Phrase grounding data
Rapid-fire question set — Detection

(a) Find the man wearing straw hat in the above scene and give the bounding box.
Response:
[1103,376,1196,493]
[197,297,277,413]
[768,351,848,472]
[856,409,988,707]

WHAT TO PRODUCE: Please reproduce each record precisely as written.

EXERCISE SOLUTION:
Rapid-fire question set — Detection

(a) Find the man wearing straw hat in the above scene and give the bounding box.
Response:
[1103,376,1196,493]
[197,297,277,413]
[768,351,848,472]
[856,409,988,707]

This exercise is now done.